***** Given text *****

Page MenuHomePhabricator

Test running a stretch exec node in the existing system on toolsbeta
Closed, ResolvedPublic

Description

In order to be sure one way or another about how to best move people's jobs between versions of gridengine, we should really be sure about whether or not a stetch/sge node can run happily in the current cluster setup.

This is a task to stand up an exec node with a resource regarding its release to see if it can communicate with older versions.

Event Timeline

Bstorm triaged this task as Medium priority.

Interestingly, the grid master is down in tools beta. It also fails on puppet runs. Poking at that.

Apparently, there is a dependency on a particular directory that isn't in puppet:
06/06/2018 18:53:57| main|toolsbeta-grid-master|C|can't change to directory "/var/spool/gridengine/qmaster"

*****

» **Do this**
From the task page about the stretch exec node, repeat word for word the part that opens with the words containing "Test running a" and closes with "as Medium priority.".

***** Provided records *****

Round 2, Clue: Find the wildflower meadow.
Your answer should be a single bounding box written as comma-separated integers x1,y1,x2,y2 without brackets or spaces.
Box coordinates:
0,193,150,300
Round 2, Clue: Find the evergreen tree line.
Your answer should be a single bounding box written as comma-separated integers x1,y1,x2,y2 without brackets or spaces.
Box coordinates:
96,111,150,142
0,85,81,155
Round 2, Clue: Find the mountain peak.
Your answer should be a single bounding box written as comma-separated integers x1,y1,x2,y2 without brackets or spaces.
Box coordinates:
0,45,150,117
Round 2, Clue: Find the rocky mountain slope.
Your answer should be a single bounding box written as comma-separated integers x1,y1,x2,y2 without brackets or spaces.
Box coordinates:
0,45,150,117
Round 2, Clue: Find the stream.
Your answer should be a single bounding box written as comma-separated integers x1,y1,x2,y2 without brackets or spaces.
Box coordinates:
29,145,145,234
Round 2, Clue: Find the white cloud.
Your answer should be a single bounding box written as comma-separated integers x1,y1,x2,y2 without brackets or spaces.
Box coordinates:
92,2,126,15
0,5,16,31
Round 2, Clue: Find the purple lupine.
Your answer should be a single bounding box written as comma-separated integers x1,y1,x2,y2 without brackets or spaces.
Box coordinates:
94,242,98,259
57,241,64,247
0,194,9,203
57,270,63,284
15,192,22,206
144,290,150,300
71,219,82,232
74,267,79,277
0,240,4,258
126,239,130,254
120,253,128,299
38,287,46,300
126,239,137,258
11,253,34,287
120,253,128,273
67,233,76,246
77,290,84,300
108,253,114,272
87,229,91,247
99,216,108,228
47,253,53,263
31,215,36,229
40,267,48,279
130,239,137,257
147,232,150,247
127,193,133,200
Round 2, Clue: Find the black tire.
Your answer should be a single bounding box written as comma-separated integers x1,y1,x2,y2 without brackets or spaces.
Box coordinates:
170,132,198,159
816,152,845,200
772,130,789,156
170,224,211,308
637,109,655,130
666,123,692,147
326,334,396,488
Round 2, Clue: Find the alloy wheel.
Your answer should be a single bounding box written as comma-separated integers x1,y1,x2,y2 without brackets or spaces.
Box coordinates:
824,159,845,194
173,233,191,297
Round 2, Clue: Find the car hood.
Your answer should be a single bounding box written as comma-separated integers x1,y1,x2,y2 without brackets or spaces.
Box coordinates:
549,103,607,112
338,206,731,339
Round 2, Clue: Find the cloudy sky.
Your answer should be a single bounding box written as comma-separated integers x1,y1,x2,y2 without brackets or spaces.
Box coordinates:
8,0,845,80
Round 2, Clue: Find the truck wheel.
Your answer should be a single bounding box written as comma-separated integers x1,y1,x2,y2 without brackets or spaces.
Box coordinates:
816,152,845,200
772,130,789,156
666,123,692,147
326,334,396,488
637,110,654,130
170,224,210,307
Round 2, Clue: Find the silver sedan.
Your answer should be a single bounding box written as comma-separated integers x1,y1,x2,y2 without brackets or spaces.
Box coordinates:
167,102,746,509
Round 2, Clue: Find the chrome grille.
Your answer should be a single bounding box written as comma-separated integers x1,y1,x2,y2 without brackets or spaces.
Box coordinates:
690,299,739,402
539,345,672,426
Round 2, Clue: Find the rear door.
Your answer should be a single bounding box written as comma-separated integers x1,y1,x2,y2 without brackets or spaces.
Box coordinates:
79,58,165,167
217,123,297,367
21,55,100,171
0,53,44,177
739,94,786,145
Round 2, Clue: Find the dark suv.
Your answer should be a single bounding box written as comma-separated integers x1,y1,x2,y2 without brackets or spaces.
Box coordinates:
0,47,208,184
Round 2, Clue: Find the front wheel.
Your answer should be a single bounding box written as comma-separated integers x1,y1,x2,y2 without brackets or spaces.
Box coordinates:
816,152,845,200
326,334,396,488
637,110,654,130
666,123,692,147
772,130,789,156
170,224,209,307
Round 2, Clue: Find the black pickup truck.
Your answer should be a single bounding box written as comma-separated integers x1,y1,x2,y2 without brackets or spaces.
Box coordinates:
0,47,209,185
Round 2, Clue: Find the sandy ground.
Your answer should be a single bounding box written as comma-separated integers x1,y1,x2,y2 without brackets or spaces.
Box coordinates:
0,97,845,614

*****

» **In response**
Test running a stretch exec node in the existing system on toolsbeta
Closed, ResolvedPublic

Description

In order to be sure one way or another about how to best move people's jobs between versions of gridengine, we should really be sure about whether or not a stetch/sge node can run happily in the current cluster setup.

This is a task to stand up an exec node with a resource regarding its release to see if it can communicate with older versions.

Event Timeline

Bstorm triaged this task as Medium priority.